* _DATASET CONTENT_
>>>

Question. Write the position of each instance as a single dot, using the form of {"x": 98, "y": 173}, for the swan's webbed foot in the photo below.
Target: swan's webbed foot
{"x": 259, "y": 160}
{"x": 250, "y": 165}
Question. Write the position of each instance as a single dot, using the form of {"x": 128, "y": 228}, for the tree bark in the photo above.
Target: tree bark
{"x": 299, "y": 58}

<<<
>>>

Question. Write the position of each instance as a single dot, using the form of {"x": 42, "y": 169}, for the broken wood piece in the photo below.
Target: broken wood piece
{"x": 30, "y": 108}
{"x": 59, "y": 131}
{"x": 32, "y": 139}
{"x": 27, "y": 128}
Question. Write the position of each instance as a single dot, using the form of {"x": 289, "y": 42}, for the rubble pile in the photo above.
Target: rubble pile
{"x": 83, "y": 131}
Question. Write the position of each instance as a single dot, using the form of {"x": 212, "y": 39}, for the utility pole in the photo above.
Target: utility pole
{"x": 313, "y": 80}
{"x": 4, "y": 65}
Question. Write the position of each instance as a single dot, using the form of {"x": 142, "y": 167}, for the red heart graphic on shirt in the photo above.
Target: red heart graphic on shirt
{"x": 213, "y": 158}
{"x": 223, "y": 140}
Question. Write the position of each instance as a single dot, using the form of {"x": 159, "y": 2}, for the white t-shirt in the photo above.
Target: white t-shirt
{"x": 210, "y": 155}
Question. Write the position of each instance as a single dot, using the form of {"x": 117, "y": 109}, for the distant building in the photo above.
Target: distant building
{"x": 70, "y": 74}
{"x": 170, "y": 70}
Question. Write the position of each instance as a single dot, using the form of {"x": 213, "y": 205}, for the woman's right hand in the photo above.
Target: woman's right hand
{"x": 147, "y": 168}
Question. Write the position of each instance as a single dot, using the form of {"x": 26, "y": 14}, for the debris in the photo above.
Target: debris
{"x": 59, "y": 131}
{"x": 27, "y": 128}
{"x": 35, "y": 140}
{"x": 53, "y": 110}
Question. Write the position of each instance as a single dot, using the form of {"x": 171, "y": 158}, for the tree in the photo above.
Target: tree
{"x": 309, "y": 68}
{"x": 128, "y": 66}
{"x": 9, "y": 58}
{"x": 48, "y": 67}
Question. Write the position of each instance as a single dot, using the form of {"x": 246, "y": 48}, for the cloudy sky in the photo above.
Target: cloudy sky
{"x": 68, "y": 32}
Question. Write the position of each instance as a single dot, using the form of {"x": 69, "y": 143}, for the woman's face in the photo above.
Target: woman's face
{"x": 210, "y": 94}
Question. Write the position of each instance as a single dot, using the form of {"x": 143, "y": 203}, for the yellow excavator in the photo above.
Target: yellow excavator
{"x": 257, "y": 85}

<<<

* _TASK DESCRIPTION_
From the listing above, copy each line that contains the word "webbed".

* _RESULT BELOW_
Question. Write the position of each instance as a single dot, using the form of {"x": 98, "y": 173}, for the swan's webbed foot in the photo below.
Target: swan's webbed foot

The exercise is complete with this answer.